[[ SUPPLIED RECORDS open ]]
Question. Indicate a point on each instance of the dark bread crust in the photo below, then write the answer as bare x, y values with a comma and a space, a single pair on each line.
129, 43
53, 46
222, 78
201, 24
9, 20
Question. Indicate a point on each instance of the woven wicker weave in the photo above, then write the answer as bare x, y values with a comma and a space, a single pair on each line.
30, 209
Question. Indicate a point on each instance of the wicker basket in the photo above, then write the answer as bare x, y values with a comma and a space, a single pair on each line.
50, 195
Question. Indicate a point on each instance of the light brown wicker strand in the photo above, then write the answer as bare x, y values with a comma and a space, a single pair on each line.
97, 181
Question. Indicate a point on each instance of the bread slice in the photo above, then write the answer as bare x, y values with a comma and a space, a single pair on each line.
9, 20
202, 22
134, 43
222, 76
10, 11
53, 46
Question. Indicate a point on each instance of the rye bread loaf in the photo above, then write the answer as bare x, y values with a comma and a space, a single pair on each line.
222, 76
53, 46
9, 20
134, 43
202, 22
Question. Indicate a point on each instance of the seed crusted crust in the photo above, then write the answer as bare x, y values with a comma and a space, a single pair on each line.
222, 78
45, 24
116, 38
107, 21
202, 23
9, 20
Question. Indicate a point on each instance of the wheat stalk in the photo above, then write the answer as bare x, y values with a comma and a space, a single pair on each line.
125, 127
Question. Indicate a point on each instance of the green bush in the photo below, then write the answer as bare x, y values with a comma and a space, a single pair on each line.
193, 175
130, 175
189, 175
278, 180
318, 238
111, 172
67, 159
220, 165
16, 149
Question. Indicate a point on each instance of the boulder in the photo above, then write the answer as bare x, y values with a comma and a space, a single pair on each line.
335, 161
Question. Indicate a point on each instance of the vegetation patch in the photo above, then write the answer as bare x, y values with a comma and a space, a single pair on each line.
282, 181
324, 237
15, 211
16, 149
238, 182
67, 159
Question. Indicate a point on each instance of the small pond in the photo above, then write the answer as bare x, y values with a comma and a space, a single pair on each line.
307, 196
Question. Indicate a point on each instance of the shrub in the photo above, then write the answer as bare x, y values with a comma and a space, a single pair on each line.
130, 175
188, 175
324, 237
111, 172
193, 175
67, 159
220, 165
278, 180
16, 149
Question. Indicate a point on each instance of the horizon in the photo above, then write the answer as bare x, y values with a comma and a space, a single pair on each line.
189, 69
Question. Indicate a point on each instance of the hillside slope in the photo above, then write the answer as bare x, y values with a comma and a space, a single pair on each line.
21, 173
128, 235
[[ SUPPLIED RECORDS closed ]]
> _TASK DETAILS_
Return every line above exactly as it stands.

> _ANSWER SECTION_
Question. Indicate a point on each instance of the dark bread crust in the photo below, then write the answer as bare x, y values with a comma and a space, a single pair on each line.
129, 43
53, 46
222, 78
201, 24
9, 20
Question. Indicate a point on each instance of the woven wicker weave in the photo above, then write the answer as bare x, y values with a comma and a space, a single pair on each line.
30, 209
Question. Indicate a point on each instance of the wicker basket in the photo above, then write the answer as bare x, y values with a comma and a space, a single pair on each line.
50, 195
Question. Indicate a point on each instance of the light brown wicker strand in the photo above, then write the answer as bare x, y values with a comma and a space, a single pair on each line.
97, 181
Question. Indicate a point on each instance of the bread slice in the photo above, then write the answer as bare x, y values with a comma and a space, a single pair on each line.
9, 20
202, 22
134, 43
222, 76
10, 11
53, 46
Question. Indicate a point on each instance of the rye bread loaf in the photo above, then write the answer as bare x, y values with a comma and a space, a single pair on each line.
222, 76
53, 46
9, 20
134, 43
202, 22
Question. Indicate a point on each instance of the seed crusted crust in the photo above, then write the answer as bare x, y values with a comma and a space, a single pair on each line.
222, 78
45, 24
116, 38
107, 21
202, 23
9, 20
Question. Indicate a point on each instance of the wheat stalk in the photo above, then write the answer as bare x, y values with a comma and a space, a single pair on each line.
125, 127
Question. Indicate a point on each instance of the green bush in the photo below, then write the answer as bare x, y values with a comma and a space, a single pair on each line.
193, 175
130, 175
189, 175
278, 180
318, 238
111, 172
67, 159
220, 165
16, 149
Question. Indicate a point on each instance of the boulder in the photo above, then write the answer as bare x, y values with a comma and a space, a single pair on each line.
335, 161
Question. Indicate a point on each instance of the vegetation patch in the photo above, then write the answer as bare x, y values with a comma and a space, a single pair on each line.
282, 181
324, 237
15, 211
16, 149
238, 182
67, 159
Question. Indicate a point on each instance of the small pond in the photo above, then write the answer as bare x, y values with a comma and a space, a single pair on each line.
307, 196
Question. Indicate a point on each instance of the shrub in the photo above, then write the answer as bare x, y values with a comma and a space, a single pair on each line.
130, 175
188, 175
324, 237
111, 172
193, 175
67, 159
220, 165
278, 180
16, 149
Question. Indicate a point on each instance of the horizon in the photo above, then write the answer as bare x, y values with a comma and a space, a single pair on each line.
189, 69
Question. Indicate a point on each instance of the hillside slope in the photo above, then write the answer as bare x, y values with a comma and a space, a single pair on each line.
21, 173
128, 235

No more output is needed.